### [Work instructions]
Working from the line that contains "mark the region of the steam" down to the last line below, repeat each line exactly.

>> start Raw data

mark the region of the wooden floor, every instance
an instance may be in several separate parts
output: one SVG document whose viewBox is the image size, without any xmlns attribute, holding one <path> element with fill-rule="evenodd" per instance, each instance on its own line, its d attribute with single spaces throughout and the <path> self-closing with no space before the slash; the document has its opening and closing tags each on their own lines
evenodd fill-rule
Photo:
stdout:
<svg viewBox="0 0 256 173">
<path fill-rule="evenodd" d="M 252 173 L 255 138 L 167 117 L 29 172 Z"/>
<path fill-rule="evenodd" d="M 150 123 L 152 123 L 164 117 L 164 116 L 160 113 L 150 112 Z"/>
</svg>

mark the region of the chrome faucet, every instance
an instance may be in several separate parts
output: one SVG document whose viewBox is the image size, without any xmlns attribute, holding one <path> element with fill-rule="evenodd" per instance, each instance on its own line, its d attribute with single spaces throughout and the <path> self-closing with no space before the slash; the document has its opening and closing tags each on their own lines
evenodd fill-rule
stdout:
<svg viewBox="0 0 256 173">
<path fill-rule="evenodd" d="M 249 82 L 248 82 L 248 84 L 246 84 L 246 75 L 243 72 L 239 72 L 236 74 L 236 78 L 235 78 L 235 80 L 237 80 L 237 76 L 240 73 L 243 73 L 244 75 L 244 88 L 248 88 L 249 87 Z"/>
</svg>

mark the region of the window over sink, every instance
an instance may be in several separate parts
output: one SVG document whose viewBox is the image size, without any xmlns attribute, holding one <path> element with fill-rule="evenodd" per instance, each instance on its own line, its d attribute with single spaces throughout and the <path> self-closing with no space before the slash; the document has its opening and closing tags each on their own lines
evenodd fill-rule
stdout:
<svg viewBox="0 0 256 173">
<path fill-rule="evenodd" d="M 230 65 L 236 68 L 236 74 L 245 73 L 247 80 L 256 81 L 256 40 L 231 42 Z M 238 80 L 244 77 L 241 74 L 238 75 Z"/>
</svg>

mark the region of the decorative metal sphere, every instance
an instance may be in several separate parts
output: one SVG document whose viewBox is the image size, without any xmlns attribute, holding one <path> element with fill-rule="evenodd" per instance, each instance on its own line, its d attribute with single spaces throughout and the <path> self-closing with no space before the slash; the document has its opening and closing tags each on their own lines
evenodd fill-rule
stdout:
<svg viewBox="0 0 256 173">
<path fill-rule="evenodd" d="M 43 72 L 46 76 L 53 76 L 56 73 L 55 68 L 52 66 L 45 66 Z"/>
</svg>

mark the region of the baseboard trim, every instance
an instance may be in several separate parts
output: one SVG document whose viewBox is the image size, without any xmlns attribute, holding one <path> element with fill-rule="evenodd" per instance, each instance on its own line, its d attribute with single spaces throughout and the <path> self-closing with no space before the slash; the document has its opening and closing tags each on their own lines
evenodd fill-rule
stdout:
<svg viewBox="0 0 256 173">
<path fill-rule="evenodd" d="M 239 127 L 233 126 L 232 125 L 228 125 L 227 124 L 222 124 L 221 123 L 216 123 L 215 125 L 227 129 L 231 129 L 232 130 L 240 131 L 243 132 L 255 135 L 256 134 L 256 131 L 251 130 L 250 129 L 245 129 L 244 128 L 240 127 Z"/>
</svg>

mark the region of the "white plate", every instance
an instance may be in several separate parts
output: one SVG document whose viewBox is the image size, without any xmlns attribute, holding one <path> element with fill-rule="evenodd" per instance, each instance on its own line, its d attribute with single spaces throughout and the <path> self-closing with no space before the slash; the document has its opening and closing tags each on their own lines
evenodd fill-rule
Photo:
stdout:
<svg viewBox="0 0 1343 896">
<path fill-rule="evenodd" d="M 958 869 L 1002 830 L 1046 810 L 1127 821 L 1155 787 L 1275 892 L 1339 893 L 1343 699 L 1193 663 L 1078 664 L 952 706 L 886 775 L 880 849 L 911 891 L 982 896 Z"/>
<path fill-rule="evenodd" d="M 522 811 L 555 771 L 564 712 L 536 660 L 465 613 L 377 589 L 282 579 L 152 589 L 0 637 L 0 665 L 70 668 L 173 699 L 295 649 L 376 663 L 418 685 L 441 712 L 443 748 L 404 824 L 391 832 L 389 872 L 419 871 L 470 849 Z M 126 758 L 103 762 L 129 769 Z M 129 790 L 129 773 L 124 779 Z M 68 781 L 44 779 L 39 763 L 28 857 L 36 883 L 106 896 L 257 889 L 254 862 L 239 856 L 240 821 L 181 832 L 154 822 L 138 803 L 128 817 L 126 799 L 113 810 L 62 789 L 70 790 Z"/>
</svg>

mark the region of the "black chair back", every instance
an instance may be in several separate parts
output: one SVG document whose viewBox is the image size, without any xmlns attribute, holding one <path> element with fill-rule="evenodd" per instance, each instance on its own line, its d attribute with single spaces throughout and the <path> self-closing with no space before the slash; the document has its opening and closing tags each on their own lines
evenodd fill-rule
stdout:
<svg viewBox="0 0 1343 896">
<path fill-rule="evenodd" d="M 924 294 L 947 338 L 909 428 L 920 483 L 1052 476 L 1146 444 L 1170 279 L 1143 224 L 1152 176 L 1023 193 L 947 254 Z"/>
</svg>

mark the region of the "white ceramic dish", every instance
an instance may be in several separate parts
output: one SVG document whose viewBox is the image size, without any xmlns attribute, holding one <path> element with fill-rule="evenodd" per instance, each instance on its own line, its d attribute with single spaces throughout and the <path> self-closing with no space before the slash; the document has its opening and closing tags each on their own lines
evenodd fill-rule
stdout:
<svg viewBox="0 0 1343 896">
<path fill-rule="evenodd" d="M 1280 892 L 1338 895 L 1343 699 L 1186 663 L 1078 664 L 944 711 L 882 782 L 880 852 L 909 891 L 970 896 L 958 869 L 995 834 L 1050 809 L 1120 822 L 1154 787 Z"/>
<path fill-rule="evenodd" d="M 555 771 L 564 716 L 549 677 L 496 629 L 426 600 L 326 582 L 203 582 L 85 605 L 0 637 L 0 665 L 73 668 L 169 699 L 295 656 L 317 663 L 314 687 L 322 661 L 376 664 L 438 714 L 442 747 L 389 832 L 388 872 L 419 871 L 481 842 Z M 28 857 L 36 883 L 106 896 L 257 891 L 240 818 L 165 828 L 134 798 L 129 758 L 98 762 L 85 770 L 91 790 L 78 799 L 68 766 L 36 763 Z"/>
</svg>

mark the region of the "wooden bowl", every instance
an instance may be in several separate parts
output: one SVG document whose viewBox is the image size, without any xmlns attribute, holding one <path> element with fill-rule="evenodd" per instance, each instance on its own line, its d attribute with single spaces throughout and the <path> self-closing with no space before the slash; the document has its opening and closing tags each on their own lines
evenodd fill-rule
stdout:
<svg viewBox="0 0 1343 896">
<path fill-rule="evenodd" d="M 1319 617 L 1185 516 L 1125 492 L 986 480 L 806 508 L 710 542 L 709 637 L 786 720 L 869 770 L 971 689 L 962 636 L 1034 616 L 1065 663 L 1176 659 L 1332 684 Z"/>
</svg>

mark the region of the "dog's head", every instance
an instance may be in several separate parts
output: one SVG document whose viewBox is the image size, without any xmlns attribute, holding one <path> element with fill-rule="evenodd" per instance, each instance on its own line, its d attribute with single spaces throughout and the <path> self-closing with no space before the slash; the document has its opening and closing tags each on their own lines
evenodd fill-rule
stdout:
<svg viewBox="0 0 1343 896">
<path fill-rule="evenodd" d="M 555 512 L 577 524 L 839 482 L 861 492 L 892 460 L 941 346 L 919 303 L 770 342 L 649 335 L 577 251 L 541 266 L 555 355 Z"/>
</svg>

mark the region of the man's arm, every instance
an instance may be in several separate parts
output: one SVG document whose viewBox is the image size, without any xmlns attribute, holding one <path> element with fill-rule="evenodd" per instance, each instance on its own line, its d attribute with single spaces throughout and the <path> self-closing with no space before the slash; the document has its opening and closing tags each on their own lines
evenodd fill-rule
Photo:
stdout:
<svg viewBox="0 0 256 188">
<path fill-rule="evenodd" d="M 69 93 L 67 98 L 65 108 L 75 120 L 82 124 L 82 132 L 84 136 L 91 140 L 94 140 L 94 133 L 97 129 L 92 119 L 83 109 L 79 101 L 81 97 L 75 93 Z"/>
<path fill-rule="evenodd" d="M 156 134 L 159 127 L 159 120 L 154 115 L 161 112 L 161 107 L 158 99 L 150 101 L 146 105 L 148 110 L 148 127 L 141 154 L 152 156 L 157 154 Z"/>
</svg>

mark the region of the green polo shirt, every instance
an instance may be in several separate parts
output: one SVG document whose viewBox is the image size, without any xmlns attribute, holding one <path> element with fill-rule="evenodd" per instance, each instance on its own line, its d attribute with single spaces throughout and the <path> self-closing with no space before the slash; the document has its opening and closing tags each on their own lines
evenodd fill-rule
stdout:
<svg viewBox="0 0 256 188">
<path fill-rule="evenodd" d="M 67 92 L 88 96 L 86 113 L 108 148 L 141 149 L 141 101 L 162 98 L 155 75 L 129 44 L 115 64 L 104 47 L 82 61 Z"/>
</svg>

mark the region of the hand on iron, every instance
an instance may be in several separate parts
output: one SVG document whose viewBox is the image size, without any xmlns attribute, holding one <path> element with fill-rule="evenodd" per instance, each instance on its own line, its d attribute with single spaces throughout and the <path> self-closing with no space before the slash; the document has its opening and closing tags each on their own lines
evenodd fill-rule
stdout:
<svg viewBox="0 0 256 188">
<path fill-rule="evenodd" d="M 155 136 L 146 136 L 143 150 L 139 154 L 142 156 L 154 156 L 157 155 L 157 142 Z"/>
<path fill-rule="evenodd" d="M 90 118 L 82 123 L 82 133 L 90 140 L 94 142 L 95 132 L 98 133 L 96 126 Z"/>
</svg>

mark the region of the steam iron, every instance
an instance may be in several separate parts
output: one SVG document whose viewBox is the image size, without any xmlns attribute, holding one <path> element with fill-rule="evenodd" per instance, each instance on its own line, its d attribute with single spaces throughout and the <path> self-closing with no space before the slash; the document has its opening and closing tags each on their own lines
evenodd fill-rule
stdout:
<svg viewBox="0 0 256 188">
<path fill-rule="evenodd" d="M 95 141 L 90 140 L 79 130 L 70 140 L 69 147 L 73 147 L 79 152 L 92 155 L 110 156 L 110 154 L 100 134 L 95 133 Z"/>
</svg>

>> end Raw data

### [Problem solution]
mark the region of the steam iron, every instance
an instance may be in several separate parts
output: one SVG document whose viewBox is the image size, without any xmlns attribute, holding one <path> element with fill-rule="evenodd" per instance, each instance on its own line, its d attribute with single spaces throughout and the <path> self-closing with no space before the slash; the document has its opening and closing tags each on their own lines
evenodd fill-rule
stdout:
<svg viewBox="0 0 256 188">
<path fill-rule="evenodd" d="M 95 141 L 90 140 L 79 130 L 70 140 L 69 147 L 73 147 L 79 152 L 92 155 L 110 156 L 110 154 L 100 134 L 95 133 Z"/>
</svg>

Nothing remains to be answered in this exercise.